- [PROBLEM TO SOLVE] Please gather each row below that contains the word "khaki" and copy those rows.

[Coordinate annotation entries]
— Start —
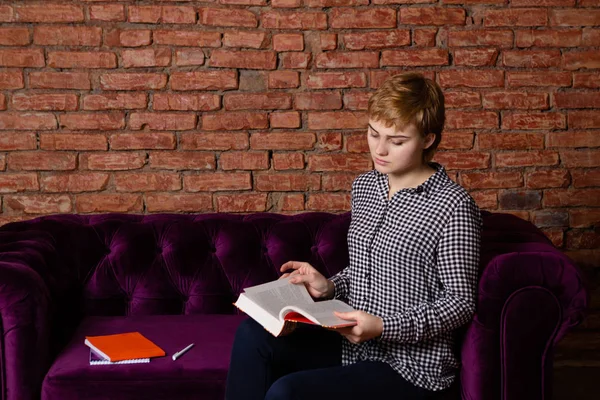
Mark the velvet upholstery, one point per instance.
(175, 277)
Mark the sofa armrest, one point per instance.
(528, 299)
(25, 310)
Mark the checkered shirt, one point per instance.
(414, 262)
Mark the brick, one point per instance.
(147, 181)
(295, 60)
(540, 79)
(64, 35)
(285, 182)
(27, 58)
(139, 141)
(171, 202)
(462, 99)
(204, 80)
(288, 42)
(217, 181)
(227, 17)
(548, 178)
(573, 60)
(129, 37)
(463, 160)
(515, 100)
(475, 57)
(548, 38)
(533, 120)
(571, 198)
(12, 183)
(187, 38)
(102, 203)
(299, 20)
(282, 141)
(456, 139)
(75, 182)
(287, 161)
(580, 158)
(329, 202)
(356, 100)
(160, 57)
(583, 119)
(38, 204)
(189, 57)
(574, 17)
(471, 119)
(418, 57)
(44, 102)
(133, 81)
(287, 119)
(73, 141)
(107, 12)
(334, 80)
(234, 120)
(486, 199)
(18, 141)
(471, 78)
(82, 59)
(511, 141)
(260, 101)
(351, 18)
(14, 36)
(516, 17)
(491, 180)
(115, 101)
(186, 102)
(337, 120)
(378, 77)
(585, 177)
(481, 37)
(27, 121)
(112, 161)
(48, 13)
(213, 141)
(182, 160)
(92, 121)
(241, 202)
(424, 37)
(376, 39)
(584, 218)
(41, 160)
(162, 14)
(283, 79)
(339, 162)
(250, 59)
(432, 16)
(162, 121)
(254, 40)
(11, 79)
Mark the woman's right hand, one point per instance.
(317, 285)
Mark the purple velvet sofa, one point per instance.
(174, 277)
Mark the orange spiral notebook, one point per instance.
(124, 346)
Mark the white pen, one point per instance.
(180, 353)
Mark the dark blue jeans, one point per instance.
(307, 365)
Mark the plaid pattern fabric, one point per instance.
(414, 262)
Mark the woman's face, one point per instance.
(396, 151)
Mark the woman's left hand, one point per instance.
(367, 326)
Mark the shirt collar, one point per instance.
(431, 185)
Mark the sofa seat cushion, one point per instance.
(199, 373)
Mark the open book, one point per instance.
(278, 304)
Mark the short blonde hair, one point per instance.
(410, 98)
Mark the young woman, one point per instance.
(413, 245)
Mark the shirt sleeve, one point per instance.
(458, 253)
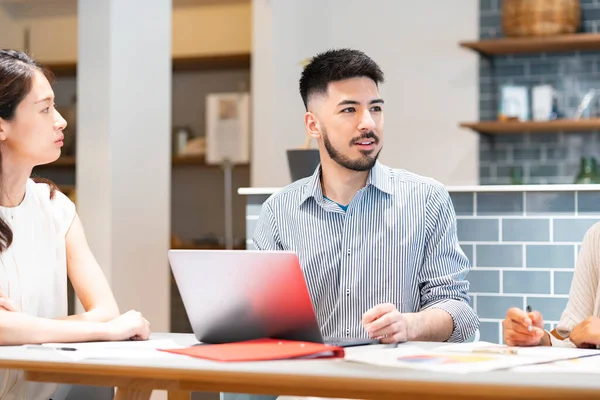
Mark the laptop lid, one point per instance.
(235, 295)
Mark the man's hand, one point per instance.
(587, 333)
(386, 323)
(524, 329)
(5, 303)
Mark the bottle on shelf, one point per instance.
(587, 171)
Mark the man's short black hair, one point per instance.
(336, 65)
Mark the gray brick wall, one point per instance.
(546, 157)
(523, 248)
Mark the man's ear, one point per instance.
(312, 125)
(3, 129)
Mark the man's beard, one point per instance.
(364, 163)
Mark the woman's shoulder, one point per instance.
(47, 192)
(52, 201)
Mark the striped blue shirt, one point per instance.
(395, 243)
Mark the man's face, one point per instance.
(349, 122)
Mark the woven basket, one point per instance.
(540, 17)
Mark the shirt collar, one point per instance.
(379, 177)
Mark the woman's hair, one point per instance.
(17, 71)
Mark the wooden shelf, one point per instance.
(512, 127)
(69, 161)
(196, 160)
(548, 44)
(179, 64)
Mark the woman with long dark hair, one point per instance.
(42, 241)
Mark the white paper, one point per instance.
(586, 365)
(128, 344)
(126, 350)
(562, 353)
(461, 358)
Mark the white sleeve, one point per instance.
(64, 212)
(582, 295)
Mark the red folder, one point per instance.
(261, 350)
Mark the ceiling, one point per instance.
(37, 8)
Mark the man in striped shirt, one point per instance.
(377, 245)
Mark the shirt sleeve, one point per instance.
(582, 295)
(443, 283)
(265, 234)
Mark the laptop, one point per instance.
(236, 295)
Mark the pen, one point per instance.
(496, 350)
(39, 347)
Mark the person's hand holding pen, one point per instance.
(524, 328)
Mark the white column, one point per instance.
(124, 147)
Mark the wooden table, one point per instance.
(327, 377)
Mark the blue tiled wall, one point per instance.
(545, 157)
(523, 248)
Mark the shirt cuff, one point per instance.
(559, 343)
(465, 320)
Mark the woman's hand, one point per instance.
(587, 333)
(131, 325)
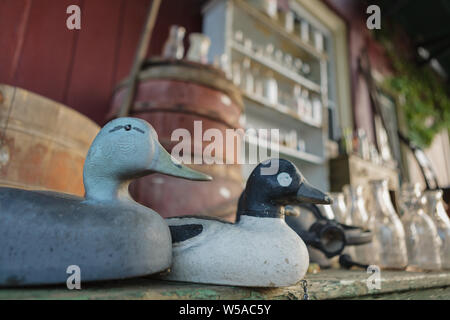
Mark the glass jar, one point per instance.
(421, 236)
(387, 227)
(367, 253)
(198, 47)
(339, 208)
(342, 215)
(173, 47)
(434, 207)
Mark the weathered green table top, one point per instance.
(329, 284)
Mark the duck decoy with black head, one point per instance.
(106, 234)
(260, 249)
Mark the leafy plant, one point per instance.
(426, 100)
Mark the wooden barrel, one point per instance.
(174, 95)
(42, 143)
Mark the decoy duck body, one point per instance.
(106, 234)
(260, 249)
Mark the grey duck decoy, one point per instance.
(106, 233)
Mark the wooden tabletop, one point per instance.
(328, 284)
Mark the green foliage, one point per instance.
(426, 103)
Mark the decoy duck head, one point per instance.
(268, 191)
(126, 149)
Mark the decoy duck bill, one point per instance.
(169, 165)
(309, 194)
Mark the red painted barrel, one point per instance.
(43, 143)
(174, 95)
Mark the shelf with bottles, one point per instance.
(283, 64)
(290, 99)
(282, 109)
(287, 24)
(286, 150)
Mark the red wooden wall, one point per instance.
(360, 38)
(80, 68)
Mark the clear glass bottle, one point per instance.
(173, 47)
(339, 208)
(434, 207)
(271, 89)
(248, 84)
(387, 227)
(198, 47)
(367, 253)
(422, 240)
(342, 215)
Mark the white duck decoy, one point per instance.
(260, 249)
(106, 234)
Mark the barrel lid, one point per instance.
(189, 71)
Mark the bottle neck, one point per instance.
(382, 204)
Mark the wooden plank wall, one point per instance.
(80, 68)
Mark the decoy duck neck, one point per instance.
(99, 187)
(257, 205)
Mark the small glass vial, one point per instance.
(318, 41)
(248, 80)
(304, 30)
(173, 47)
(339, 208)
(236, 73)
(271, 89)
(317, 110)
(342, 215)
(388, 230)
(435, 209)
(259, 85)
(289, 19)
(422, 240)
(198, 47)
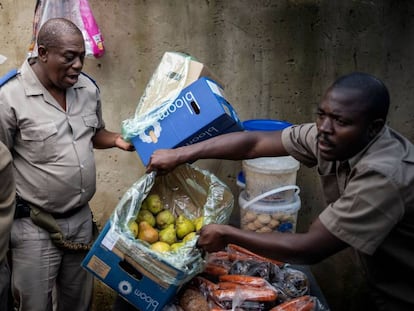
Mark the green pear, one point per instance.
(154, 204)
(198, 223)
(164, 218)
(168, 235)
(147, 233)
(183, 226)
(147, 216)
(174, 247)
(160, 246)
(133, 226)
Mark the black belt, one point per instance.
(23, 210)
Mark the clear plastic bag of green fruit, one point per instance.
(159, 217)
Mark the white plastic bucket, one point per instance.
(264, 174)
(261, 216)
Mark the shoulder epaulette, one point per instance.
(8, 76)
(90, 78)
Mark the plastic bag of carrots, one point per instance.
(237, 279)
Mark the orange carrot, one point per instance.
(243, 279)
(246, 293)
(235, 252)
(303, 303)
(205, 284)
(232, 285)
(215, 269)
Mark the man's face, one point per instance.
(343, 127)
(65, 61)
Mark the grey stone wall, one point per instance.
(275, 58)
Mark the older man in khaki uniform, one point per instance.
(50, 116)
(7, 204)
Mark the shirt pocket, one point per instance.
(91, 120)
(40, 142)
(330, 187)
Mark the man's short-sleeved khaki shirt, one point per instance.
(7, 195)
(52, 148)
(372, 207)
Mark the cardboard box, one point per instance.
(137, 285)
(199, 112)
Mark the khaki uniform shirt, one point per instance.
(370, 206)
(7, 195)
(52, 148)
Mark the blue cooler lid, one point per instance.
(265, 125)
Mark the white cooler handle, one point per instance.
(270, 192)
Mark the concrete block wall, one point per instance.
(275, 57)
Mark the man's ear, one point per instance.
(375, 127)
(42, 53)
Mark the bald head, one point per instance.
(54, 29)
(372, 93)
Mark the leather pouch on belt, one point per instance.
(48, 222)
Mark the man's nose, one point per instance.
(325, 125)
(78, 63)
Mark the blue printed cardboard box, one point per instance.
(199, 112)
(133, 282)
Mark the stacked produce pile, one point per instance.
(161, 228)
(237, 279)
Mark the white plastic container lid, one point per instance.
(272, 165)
— End —
— Start —
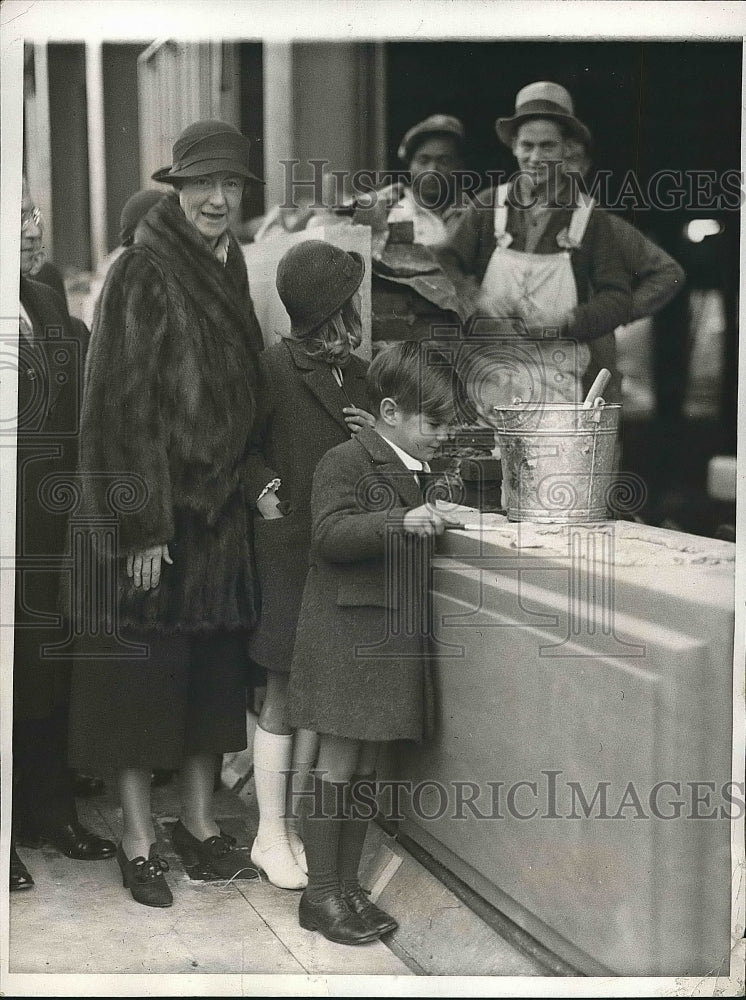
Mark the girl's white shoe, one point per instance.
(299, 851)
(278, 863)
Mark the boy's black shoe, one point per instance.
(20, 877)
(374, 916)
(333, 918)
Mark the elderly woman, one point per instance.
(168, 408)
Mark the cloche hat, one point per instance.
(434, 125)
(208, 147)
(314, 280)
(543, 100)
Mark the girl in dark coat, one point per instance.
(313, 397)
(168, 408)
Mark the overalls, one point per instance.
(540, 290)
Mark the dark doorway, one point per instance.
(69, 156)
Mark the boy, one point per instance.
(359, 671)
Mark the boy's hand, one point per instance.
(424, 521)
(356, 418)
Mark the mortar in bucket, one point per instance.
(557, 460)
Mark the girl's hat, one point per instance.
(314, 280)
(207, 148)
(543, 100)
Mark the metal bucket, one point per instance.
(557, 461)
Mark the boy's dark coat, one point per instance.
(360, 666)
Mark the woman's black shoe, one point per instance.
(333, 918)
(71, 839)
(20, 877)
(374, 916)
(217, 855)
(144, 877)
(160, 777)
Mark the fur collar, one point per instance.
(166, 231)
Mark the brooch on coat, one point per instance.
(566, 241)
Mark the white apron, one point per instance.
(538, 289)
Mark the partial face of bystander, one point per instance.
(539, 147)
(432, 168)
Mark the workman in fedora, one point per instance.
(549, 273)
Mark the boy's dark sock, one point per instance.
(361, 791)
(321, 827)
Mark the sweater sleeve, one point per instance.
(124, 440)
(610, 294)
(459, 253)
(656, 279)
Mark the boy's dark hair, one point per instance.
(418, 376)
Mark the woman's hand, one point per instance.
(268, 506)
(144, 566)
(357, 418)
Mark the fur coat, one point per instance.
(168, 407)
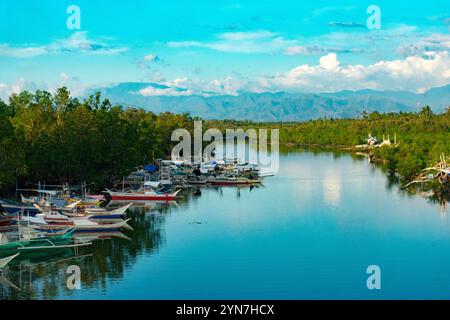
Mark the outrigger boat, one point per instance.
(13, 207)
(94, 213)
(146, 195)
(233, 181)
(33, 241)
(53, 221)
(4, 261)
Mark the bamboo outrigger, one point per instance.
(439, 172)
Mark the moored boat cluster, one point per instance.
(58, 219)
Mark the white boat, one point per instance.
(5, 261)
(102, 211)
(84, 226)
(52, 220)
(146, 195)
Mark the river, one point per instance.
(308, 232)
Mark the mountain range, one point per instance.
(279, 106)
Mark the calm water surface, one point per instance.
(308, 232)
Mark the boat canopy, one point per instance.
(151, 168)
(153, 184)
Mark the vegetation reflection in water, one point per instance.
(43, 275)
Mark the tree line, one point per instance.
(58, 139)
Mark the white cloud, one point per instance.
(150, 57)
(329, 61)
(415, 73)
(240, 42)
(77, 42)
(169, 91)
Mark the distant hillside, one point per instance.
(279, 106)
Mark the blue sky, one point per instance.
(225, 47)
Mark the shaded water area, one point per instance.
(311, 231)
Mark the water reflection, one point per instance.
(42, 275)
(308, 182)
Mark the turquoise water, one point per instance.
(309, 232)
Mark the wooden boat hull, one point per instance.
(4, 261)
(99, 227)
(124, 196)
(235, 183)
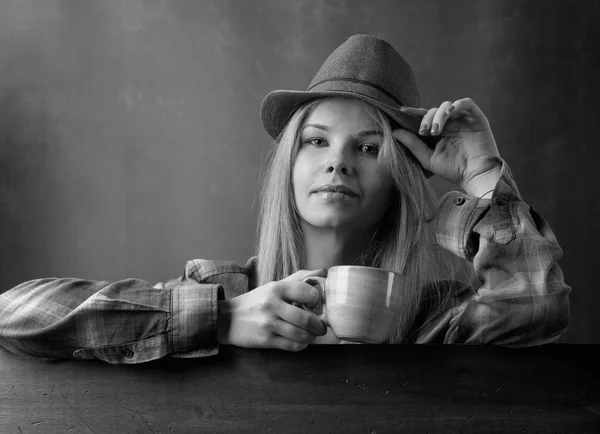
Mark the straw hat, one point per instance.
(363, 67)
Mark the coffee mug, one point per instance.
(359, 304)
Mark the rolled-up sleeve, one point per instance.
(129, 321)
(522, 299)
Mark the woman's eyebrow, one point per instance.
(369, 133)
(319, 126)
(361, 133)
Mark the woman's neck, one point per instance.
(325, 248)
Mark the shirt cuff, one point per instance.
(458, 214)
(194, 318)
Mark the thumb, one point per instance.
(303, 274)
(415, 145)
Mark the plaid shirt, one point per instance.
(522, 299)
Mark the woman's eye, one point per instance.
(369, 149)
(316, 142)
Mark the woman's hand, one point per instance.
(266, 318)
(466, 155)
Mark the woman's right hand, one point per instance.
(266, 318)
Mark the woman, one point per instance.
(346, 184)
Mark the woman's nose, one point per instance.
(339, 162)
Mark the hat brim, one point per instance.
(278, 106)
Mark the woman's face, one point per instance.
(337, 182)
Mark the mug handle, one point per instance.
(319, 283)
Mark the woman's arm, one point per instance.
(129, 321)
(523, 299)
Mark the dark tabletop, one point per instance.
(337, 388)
— End —
- [RESULT OF THIS EXERCISE]
Mark the older man in khaki uniform, one point per instance.
Mark the man's short-sleeved khaki shirt, one point per instance.
Mark the khaki uniform shirt, one point per instance.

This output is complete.